__EXTRACT TO READ__
Gupta said there was a need to "accept that facts are after all defined in an institutional and cultural context". With a change in context, a different set of facts might appear "reasonable".

"Women can perhaps handle this complexity better," he noted.
"Further, the insights of frugality and more responsible science might also be a consequence. But we do not imply that merely being women will lead to several of these advantages.

"Male scientists with these attributes might as well achieve similar results. But female scientists may have an advantage."

The duo based their arguments, among other things, on a study of women above 100 years of age conducted by the Society for Research and Initiatives for Sustainable Technologies and Institutions, an agency run by Gupta.

"Perhaps, the informal sector carved out for women was the most challenging one and also most deprived in terms of resources. Yet, women had to deliver health, food and nutrition. At least informal woman-scientists seem to evolve more caring recipes for health, food and nutrition, for example," Gupta said.

__EXERCISE SET__
1. Translate into Spanish this sentence from the passage on women scientists: "Male scientists with these attributes might as well achieve similar results."
2. From the rows below, copy word for word the lines running from the line containing "Find the table" through the end of the rows.

__INPUT FOR THIS TASK__
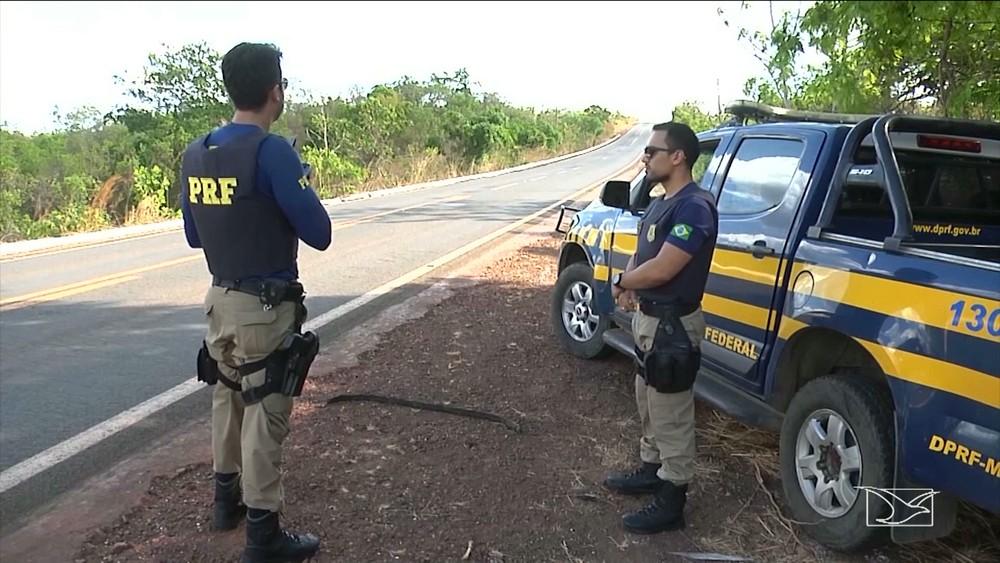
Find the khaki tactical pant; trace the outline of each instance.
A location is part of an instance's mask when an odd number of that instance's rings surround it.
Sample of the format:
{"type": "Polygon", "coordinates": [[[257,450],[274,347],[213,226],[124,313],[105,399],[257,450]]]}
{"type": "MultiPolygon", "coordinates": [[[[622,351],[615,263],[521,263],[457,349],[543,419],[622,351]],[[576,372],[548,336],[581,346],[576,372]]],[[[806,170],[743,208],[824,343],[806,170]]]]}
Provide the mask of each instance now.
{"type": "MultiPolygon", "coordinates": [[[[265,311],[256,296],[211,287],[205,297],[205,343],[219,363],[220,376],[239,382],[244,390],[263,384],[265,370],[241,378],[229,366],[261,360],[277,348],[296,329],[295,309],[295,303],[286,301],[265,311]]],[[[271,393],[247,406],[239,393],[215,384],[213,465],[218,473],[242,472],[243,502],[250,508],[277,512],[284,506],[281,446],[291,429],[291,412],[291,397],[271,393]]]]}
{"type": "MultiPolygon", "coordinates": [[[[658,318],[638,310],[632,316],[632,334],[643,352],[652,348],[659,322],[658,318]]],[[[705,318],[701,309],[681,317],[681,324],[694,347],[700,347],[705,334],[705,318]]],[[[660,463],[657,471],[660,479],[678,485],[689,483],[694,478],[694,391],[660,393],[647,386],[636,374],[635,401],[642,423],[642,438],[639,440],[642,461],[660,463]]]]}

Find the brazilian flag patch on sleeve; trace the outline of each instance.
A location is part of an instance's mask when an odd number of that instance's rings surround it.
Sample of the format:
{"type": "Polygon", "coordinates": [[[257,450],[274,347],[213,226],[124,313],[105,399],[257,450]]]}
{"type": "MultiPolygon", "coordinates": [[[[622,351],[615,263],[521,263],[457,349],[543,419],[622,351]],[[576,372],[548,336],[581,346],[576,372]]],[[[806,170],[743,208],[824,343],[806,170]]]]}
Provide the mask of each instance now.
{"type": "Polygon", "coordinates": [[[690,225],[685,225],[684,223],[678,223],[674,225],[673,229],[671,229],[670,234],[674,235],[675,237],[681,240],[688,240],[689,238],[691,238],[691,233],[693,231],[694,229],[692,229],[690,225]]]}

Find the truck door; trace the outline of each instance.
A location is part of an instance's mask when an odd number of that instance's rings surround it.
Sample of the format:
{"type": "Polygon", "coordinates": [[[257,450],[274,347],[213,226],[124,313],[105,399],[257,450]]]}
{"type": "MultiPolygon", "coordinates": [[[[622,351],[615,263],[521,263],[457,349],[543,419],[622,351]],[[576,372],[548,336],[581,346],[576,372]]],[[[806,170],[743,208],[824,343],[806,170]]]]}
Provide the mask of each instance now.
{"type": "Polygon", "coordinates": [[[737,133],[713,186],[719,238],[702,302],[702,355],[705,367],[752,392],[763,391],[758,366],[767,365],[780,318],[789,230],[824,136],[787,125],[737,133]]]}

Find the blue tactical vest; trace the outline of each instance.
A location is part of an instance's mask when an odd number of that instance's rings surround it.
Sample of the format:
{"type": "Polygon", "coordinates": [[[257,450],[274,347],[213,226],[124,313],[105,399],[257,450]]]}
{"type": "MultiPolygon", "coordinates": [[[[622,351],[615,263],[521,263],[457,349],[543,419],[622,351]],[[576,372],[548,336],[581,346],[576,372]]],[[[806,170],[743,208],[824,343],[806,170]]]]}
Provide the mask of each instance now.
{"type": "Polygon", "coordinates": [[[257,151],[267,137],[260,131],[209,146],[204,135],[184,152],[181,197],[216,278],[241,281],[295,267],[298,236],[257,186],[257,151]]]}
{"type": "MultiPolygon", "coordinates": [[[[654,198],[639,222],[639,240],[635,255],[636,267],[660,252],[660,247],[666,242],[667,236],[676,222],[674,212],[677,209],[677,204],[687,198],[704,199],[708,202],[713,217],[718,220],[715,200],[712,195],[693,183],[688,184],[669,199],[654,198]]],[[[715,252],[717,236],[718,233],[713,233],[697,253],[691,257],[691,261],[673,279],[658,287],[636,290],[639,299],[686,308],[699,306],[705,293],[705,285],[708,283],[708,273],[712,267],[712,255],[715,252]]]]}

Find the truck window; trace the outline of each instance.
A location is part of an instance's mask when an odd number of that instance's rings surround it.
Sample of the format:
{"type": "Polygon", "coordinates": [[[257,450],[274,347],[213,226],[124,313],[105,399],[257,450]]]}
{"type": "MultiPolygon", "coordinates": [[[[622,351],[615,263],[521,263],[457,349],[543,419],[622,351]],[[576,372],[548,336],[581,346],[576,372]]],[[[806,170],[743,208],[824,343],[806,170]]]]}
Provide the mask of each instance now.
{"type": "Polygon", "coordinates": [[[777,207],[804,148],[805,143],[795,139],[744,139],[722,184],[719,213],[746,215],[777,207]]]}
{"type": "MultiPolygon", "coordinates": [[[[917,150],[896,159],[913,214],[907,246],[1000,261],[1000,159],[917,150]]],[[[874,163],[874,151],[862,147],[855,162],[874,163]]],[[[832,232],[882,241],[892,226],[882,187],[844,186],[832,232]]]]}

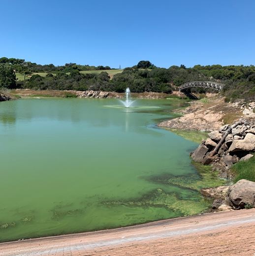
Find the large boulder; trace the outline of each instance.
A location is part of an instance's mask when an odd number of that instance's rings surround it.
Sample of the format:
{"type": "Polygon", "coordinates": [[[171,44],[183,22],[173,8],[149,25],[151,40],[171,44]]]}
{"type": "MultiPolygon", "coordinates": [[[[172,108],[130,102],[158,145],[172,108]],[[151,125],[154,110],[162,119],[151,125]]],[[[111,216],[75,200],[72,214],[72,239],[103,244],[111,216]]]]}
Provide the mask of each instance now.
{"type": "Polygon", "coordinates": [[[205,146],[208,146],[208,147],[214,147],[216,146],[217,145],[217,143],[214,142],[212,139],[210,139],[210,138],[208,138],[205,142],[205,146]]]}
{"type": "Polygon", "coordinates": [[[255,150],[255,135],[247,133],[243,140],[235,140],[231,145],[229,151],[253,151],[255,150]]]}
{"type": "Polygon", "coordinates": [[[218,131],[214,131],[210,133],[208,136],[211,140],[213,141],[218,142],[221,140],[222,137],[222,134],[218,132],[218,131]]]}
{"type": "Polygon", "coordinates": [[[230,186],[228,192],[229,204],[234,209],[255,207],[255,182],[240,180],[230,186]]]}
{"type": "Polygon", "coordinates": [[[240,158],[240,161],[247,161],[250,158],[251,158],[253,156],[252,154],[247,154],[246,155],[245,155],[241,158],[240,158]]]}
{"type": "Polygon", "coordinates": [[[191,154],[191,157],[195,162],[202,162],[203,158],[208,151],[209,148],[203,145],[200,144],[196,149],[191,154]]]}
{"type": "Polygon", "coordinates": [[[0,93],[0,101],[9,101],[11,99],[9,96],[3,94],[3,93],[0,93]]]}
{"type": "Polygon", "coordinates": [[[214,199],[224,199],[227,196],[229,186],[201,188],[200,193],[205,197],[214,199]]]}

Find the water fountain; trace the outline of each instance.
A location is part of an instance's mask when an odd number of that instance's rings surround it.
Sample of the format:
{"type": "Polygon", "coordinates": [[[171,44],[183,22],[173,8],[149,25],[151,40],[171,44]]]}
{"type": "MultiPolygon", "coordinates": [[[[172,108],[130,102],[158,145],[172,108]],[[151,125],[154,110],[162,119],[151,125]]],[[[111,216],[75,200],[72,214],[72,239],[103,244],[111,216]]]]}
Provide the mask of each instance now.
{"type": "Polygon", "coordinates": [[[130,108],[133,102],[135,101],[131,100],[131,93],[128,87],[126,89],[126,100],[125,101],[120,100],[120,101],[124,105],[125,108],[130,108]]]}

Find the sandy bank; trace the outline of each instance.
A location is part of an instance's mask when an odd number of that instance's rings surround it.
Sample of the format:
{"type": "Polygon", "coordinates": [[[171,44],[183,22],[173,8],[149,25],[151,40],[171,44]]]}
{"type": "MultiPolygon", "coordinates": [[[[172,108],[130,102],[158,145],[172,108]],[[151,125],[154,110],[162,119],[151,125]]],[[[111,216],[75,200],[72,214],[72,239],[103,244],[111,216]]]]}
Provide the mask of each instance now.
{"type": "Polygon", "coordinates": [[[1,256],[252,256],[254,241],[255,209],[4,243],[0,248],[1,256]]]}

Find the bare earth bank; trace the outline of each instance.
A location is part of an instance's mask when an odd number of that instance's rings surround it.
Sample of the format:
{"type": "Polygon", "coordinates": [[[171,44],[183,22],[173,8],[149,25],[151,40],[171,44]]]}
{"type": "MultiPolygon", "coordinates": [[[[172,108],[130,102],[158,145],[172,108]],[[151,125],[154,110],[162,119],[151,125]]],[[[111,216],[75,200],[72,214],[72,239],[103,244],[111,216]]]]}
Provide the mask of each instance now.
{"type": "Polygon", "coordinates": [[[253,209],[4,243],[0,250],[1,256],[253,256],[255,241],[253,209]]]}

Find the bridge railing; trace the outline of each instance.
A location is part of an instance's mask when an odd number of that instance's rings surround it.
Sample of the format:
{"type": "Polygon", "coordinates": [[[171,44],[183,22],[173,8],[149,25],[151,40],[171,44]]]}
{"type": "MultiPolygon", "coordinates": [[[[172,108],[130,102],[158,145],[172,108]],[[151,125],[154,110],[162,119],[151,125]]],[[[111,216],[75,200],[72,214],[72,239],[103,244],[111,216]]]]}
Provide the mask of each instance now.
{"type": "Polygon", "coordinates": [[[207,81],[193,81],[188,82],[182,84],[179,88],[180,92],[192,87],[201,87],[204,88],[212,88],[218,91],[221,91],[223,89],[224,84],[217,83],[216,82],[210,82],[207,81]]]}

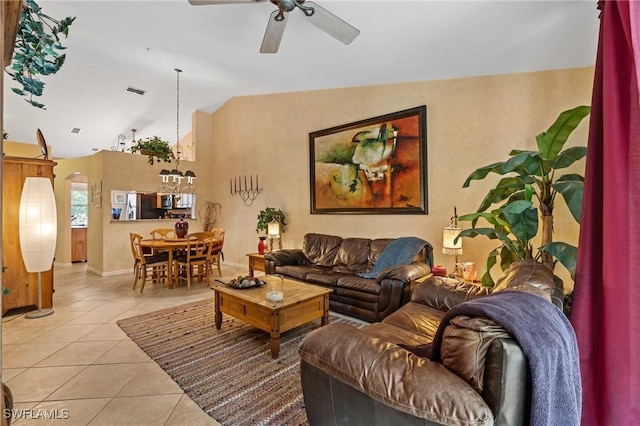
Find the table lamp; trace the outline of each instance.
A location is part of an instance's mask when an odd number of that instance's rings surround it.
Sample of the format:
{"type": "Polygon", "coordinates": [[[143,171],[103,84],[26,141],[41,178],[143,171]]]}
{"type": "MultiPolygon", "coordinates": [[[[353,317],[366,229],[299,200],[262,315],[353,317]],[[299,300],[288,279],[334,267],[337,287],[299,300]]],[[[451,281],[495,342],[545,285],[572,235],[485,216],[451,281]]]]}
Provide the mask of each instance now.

__PER-TASK OUTPUTS__
1. Los científicos varones con estos atributos también podrían lograr resultados similares.

2.
Find the table lamp; trace the outline of each instance.
A location is part of an instance's mask when an odd number of that instance's rings surround it.
Sample of the format:
{"type": "Polygon", "coordinates": [[[143,171],[103,84],[26,141],[41,178],[143,171]]]}
{"type": "MultiPolygon", "coordinates": [[[[353,317],[366,229],[299,200],[262,315],[353,317]],[[299,300],[288,279],[334,267],[337,287],[299,300]]],[[[451,281],[495,342],[545,285],[572,235],[485,216],[451,281]]]]}
Provide the mask of each instance now.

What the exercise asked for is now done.